Set problem | Put each line of the data below into a JSON list of strings, one string per line. Skip blank lines and leave the pictures out.

# Exercise material start

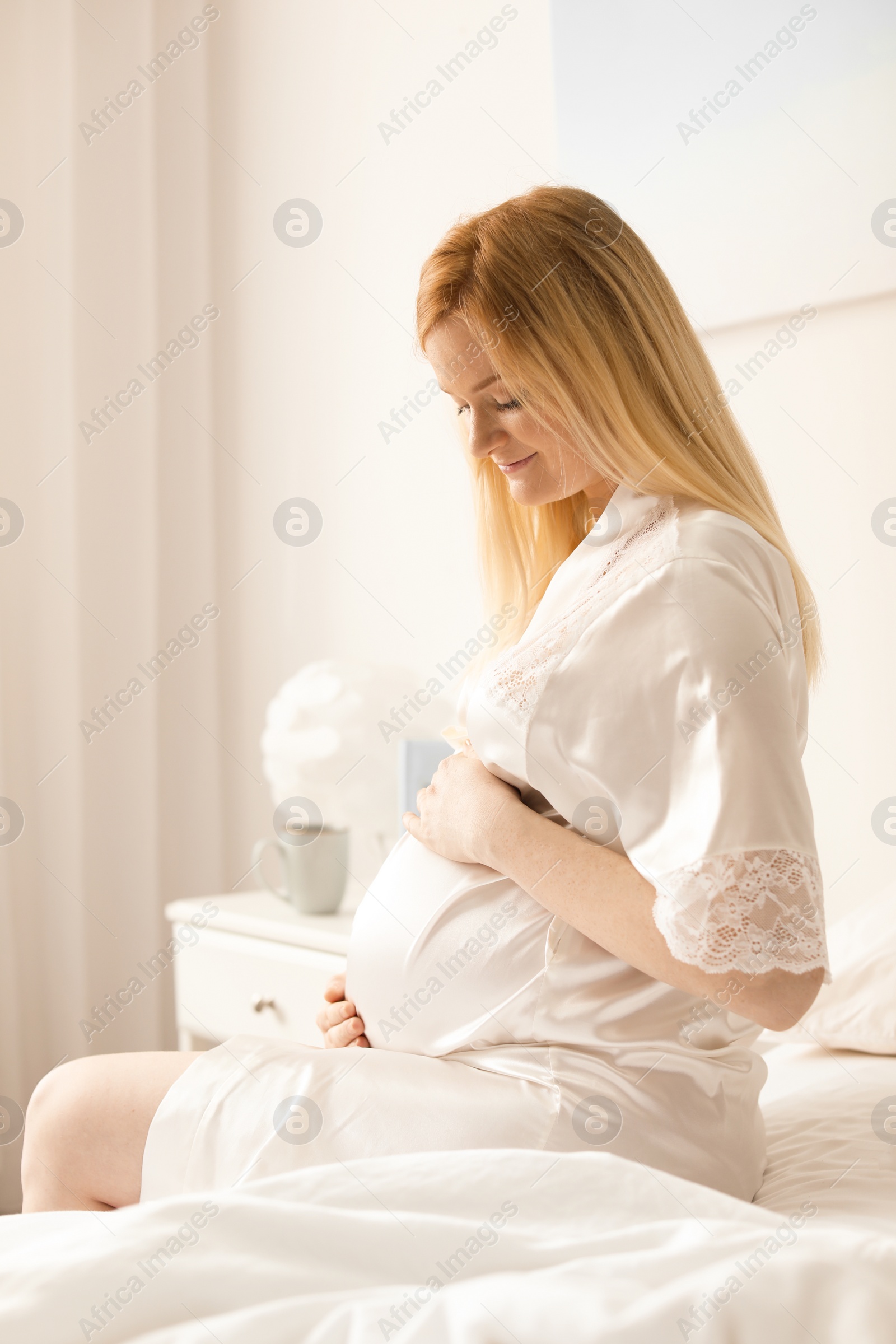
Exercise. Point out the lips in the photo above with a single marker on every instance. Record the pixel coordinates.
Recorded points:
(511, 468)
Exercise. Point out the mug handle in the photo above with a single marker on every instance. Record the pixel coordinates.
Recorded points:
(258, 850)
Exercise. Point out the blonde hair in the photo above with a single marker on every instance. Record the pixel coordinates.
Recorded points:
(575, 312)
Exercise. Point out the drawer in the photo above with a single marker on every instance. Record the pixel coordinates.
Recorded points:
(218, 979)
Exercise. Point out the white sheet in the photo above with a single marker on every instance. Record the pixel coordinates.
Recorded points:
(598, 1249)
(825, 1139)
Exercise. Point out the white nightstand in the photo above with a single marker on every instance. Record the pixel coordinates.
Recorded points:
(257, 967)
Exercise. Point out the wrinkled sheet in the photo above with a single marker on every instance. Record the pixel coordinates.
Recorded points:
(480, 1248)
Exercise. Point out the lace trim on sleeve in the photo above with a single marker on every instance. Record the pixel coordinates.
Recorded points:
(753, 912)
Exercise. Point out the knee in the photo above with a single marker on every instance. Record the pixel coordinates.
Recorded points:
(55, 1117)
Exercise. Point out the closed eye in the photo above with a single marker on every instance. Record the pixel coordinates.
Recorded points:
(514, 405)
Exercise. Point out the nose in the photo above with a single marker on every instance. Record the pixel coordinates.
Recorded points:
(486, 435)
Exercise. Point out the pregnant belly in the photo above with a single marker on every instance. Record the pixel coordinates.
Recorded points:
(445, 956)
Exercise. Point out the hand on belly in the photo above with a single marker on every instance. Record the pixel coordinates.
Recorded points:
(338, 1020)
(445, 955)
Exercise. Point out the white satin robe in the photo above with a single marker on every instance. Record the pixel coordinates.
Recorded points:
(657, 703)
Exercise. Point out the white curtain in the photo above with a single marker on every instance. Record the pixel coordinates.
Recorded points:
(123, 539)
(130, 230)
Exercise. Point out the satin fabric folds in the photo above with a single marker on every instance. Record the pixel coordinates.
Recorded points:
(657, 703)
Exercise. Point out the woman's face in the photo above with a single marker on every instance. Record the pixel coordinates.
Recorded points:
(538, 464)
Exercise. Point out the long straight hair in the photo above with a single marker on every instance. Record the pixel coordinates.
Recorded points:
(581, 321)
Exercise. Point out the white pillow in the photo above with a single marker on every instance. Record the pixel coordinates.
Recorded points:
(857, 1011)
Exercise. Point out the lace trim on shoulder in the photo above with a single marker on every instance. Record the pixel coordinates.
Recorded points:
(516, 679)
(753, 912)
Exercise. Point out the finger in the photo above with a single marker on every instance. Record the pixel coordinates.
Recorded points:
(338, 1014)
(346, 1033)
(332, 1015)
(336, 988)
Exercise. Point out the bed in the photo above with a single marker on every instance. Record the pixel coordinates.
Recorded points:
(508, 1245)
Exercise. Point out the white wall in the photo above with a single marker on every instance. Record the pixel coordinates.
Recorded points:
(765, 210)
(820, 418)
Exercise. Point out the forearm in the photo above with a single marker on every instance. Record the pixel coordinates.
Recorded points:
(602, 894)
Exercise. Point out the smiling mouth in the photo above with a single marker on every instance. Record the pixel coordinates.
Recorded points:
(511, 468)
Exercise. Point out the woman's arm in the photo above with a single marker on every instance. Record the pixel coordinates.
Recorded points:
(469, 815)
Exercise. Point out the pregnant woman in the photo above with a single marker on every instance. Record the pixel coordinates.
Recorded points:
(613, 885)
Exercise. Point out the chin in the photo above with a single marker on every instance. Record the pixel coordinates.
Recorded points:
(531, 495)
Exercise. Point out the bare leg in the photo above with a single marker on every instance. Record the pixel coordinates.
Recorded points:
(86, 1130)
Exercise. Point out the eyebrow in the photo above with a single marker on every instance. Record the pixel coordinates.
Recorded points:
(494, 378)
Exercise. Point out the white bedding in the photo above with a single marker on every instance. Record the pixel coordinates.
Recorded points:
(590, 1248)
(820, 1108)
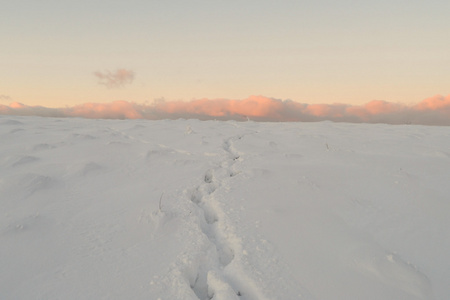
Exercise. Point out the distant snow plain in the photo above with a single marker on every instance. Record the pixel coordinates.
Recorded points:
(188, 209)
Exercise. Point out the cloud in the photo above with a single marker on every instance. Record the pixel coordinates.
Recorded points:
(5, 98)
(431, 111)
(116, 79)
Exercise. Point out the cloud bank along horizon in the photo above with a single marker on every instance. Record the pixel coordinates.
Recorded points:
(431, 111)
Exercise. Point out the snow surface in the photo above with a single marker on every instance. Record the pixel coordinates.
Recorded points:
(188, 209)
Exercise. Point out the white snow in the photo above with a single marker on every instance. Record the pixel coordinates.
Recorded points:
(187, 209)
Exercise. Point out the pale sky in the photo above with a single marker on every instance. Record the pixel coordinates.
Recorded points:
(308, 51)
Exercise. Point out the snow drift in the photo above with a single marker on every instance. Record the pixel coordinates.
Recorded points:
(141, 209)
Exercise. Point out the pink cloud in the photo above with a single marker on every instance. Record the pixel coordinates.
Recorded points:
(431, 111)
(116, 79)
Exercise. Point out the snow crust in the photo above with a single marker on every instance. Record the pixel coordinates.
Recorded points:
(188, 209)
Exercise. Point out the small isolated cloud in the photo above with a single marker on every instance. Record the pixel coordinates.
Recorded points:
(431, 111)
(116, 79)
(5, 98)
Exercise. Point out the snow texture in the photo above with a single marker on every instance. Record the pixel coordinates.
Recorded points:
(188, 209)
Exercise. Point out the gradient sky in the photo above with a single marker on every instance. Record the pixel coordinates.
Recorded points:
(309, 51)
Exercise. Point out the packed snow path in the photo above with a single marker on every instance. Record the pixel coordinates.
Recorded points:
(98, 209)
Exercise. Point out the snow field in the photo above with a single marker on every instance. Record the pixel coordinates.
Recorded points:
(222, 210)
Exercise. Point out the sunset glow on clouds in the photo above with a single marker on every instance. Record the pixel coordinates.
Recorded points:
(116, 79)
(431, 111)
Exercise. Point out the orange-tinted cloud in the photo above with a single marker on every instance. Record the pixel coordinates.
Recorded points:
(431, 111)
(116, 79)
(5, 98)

# Exercise material end

Response |
[
  "Exercise. Point out the lips in the photo above with a single marker on every instance. Record the pixel coordinates.",
  "Recorded points:",
  "(511, 468)",
  "Exercise. Point out the mug handle in the photo above with a single marker on every instance. Record the pixel coordinates.",
  "Recorded points:",
  "(258, 850)",
  "Exercise. Point out the blonde hair in the photo above with a single marker on every instance. Record the pixel coordinates.",
  "Recorded points:",
  "(575, 312)",
  "Exercise. Point out the drawer in the photo above with a single marker on every instance. Record the pixel coordinates.",
  "Recorded points:",
  "(218, 979)",
  "Exercise. Point out the white sheet in the photo above with a single marker on every instance. Record the pixel coordinates.",
  "Recorded points:",
  "(598, 1249)",
  "(825, 1139)",
  "Exercise. Point out the white nightstand in the photo above with a single marker on every instance. Record the pixel coordinates.",
  "Recorded points:",
  "(257, 967)",
  "Exercise. Point out the wrinkled sheet in the photo above with a single marker on every instance. Record the pixel coordinates.",
  "Recorded points:",
  "(480, 1248)",
  "Exercise. Point out the lace trim on sleeve in the photo above with a single marker on every instance. Record the pixel coordinates.",
  "Recorded points:",
  "(753, 912)",
  "Exercise. Point out the knee in the photo above with a single marker on every instance. Record the pixel coordinates.",
  "Recorded points:",
  "(55, 1117)",
  "Exercise. Point out the closed eye in the photo above with a single marker on every instance. Record the pixel coordinates.",
  "Recorded points:",
  "(514, 405)",
  "Exercise. Point out the nose in the photo above with a single marker on every instance. Record the pixel coordinates.",
  "Recorded points:",
  "(486, 435)",
  "Exercise. Point out the pregnant belly in the photo above with a single marker on every instance. Record the pixel coordinates.",
  "Recorded points:",
  "(445, 956)",
  "Exercise. Point out the hand on belly in the photo above with a single marker on every instance. Record the pixel coordinates.",
  "Recorded points:",
  "(338, 1020)",
  "(445, 955)",
  "Exercise. Point out the white satin robe in the photo above with a single marker on every instance. Record the pixel coordinates.",
  "Recorded points:",
  "(657, 703)",
  "Exercise. Point out the white curtain in the photo above with a single marker on every instance. Record the pixel coordinates.",
  "Recorded points:",
  "(123, 539)",
  "(130, 230)",
  "Exercise. Point out the satin fabric folds in the photo above with a single marker on every instance. Record the pixel coordinates.",
  "Recorded points:",
  "(657, 703)",
  "Exercise. Point out the woman's face in the photo above with a single marker on every instance. Record the pixel coordinates.",
  "Recorded points:",
  "(538, 464)",
  "Exercise. Point out the long straight hair in the photo above with a single marker on every instance. Record the pixel coordinates.",
  "Recorded points:",
  "(581, 321)",
  "Exercise. Point out the white pillow in the photo above with a single marker on every instance. Record the pixel coordinates.",
  "Recorded points:",
  "(857, 1011)",
  "Exercise. Point out the lace trim on shoulder in the photo above with a single marker on every instance. Record the pixel coordinates.",
  "Recorded points:",
  "(516, 679)",
  "(753, 912)",
  "Exercise. Point out the finger in the photo above with a single marker on every instance. Record the pixel coordinates.",
  "Recorded points:",
  "(338, 1014)",
  "(346, 1033)",
  "(332, 1015)",
  "(336, 988)",
  "Exercise. Point out the bed in the photo above with a single marker on every instance. Record the pixel coordinates.",
  "Recorded points:",
  "(508, 1245)",
  "Exercise. Point out the white wall in the photo above with a single marker on every instance. Record the pixel coordinates.",
  "Recorded points:",
  "(765, 210)",
  "(820, 418)",
  "Exercise. Point out the forearm in the photo above with a single marker on every instance. Record the pixel coordinates.",
  "Recorded points:",
  "(602, 894)",
  "Exercise. Point out the smiling mouth in the photo above with a single marker on every instance. Record the pixel coordinates.",
  "Recorded points:",
  "(511, 468)",
  "Exercise. Point out the woman's arm in the photo above with a single marker on every instance. Record the pixel coordinates.",
  "Recorded points:",
  "(469, 815)",
  "Exercise. Point out the pregnant woman in the photo above with a single marker on every instance. Record the pixel coordinates.",
  "Recorded points:",
  "(613, 885)",
  "Exercise. Point out the chin in the photo above with a single marker on every instance. Record the pixel coordinates.",
  "Recorded points:",
  "(531, 495)",
  "Exercise. Point out the bare leg in the photo above with a single marker on every instance. Record the pixel coordinates.",
  "Recorded points:",
  "(86, 1130)",
  "Exercise. Point out the eyebrow in the photo above with a single marker on every instance. Record the pixel coordinates.",
  "Recorded points:",
  "(494, 378)",
  "Exercise. Point out the white bedding in the photo above with a single marker on every instance. Record the pixel coordinates.",
  "Recorded points:",
  "(590, 1248)",
  "(820, 1108)",
  "Exercise. Point out the distant snow plain in the photo above with a single marker on every instance. Record the pixel coordinates.",
  "Recorded points:",
  "(188, 209)",
  "Exercise. Point out the cloud in the photo above with a single marker on every instance. Record the pixel coordinates.",
  "Recorded points:",
  "(5, 98)",
  "(431, 111)",
  "(116, 79)",
  "Exercise. Point out the cloud bank along horizon in the photo above with a single marker on every instance. Record the pixel coordinates.",
  "Recorded points:",
  "(431, 111)",
  "Exercise. Point out the snow surface in the photo above with a single marker on every instance. Record the pixel coordinates.",
  "Recorded points:",
  "(188, 209)",
  "Exercise. Point out the white snow in the photo above with a single marker on every instance. Record the pixel coordinates.",
  "Recorded points:",
  "(187, 209)",
  "Exercise. Point out the pale sky in the photo above with a single marker on every instance. Record the pixel coordinates.",
  "Recorded points:",
  "(308, 51)",
  "Exercise. Point out the snow drift in the photo above with a single marker on every instance. Record the pixel coordinates.",
  "Recorded points:",
  "(141, 209)",
  "Exercise. Point out the pink cloud in the photo above with a single marker on every instance. Record the pixel coordinates.",
  "Recorded points:",
  "(431, 111)",
  "(116, 79)",
  "Exercise. Point out the snow crust in the photo above with a single marker on every instance. Record the pixel coordinates.",
  "Recorded points:",
  "(188, 209)",
  "Exercise. Point out the small isolated cloud in the photo above with a single marker on every instance. Record the pixel coordinates.",
  "Recorded points:",
  "(431, 111)",
  "(116, 79)",
  "(5, 98)",
  "Exercise. Point out the snow texture in the photo above with a single marker on every instance. Record the pixel coordinates.",
  "Recorded points:",
  "(188, 209)",
  "Exercise. Point out the gradient sky in the photo above with a single marker on every instance. Record the pixel coordinates.",
  "Recorded points:",
  "(309, 51)",
  "Exercise. Point out the packed snow path in the photo above with a single marker on every instance. Record the pixel coordinates.",
  "Recorded points:",
  "(98, 209)",
  "Exercise. Point out the snow field in the photo above with a single marker on every instance. Record the pixel coordinates.",
  "Recorded points:",
  "(222, 210)",
  "Exercise. Point out the sunset glow on clouds in the photo above with a single marker on every instance. Record the pixel coordinates.",
  "Recorded points:",
  "(116, 79)",
  "(431, 111)",
  "Exercise. Point out the orange-tinted cloud in the photo above with a single marker on every instance. Record the pixel coordinates.",
  "Recorded points:",
  "(431, 111)",
  "(116, 79)",
  "(5, 98)"
]